---- TRECHO DO DOCUMENTO

Formalmente o espaço aéreo moçambicano está aberto desde 2008. Contudo não surgem concorrentes às Linhas Aéreas de Moçambique(LAM) porque “a burocracia do Instituto da Aviação Civil arrasta todo o processo” nas rotas domésticas e o acordo bilateral com a África do Sul “mata o negócio” na ligação Maputo à Joanesburgo, explicou ao @Verdade o vice-presidente do pelouro de Transportes na Confederação das Associações Económicas (CTA), Alves Gomes.
A liberalização do espaço aéreo moçambicano é uma realidade desde há oito anos quando o Governo decidiu aplicar a 5ª liberdade do ar, que preconiza “o direito de transportar passageiros e carga entre o território de outro Estado Contratante e o território de um terceiro Estado no âmbito de um serviço aéreo destinado a, ou proveniente do Estado de registo da aeronave” e nas rotas onde não existem operadores que usufruam do “direito de transportar passageiros e carga do território do Estado de registo da aeronave para o território de outro Estado Contratante” e do “direito de transportar passageiros e carga do território de outro Estado Contratante para o território do Estado de registo da aeronave”, mas na verdade o nosso País tinha assumido esse compromisso quando assinou a Declaração de Yammoussoukro, em 1991, que advoga a liberalização gradual dos serviços de transporte aéreo dentro do continente africano.

--------

• _ENUNCIADO A_: Liste todos os direitos de transportar passageiros e carga citados entre aspas no trecho sobre o espaço aéreo moçambicano.
• _ENUNCIADO B_: Reproduza fielmente o trecho sobre o espaço aéreo moçambicano de "Formalmente o espaço" a "(CTA), Alves Gomes.".
• _ENUNCIADO C_:
Responda com base no trecho sobre o espaço aéreo moçambicano:
(i) Desde que ano o espaço aéreo moçambicano está formalmente aberto?
(ii) Que cargo ocupa Alves Gomes?
(iii) Em que ano foi assinada a Declaração de Yammoussoukro?
As linhas constituem um material à parte, independente do trecho sobre o espaço aéreo moçambicano.

---- DADOS ARMAZENADOS

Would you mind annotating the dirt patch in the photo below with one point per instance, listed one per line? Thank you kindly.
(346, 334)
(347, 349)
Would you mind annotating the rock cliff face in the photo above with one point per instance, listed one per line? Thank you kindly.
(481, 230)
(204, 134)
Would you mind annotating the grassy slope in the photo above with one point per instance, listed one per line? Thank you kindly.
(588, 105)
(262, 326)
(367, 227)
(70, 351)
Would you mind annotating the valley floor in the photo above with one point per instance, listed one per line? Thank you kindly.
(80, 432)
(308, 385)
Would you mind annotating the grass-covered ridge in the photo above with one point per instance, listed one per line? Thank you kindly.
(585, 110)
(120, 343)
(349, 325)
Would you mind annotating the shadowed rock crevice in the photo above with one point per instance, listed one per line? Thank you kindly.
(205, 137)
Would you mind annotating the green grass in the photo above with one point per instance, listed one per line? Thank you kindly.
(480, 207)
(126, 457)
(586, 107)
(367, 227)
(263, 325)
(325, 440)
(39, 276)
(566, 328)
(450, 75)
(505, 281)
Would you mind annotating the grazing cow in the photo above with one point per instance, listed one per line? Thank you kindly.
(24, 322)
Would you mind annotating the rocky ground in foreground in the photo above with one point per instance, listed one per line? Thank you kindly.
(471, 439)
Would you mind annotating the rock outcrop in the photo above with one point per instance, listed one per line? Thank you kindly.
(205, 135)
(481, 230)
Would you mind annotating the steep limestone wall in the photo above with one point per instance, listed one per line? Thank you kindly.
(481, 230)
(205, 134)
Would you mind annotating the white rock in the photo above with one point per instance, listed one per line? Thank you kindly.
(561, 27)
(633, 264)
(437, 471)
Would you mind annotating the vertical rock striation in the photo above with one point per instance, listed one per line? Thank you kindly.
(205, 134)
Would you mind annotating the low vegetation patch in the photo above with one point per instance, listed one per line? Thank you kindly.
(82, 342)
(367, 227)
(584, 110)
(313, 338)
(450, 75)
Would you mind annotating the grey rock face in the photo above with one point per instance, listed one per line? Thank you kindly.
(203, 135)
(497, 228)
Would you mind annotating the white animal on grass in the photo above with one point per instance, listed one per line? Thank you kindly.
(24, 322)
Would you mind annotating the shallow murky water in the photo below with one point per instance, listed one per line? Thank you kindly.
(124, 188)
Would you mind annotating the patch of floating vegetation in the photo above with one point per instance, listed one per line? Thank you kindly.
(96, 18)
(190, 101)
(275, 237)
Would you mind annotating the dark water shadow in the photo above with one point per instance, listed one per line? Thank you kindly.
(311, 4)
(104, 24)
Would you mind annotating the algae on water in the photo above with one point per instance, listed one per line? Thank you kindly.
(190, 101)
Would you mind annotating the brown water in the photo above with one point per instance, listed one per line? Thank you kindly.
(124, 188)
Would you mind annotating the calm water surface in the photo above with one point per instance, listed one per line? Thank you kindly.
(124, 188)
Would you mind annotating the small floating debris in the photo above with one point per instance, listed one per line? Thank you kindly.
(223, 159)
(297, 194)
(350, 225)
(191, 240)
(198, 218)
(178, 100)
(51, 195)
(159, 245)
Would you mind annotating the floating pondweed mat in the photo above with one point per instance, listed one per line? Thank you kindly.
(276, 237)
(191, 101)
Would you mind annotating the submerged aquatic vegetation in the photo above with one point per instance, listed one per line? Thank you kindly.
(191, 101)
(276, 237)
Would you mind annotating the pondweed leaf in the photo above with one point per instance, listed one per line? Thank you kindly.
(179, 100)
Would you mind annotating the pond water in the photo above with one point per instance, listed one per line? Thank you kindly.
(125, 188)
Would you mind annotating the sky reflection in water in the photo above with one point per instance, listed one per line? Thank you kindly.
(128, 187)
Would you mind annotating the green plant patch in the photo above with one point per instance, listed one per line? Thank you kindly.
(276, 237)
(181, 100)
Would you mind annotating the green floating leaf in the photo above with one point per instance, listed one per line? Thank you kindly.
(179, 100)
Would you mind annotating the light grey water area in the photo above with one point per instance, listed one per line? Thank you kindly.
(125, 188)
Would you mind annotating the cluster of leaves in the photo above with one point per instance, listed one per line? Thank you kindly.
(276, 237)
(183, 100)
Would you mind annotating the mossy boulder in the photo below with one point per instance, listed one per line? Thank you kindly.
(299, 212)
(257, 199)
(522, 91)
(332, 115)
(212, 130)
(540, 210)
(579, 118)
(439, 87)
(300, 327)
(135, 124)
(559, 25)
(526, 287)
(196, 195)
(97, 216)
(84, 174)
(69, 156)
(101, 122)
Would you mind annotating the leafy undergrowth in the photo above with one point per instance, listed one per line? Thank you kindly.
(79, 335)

--------

• _RESPOSTA DO EXERCÍCIO A_:
1. O direito de transportar passageiros e carga entre o território de outro Estado Contratante e o território de um terceiro Estado no âmbito de um serviço aéreo destinado a, ou proveniente do Estado de registo da aeronave.
2. O direito de transportar passageiros e carga do território do Estado de registo da aeronave para o território de outro Estado Contratante.
3. O direito de transportar passageiros e carga do território de outro Estado Contratante para o território do Estado de registo da aeronave.

• _RESPOSTA DO EXERCÍCIO B_:
Formalmente o espaço aéreo moçambicano está aberto desde 2008. Contudo não surgem concorrentes às Linhas Aéreas de Moçambique(LAM) porque “a burocracia do Instituto da Aviação Civil arrasta todo o processo” nas rotas domésticas e o acordo bilateral com a África do Sul “mata o negócio” na ligação Maputo à Joanesburgo, explicou ao @Verdade o vice-presidente do pelouro de Transportes na Confederação das Associações Económicas (CTA), Alves Gomes.

• _RESPOSTA DO EXERCÍCIO C_:
(i) Desde 2008.
(ii) É vice-presidente do pelouro de Transportes na Confederação das Associações Económicas (CTA).
(iii) Em 1991.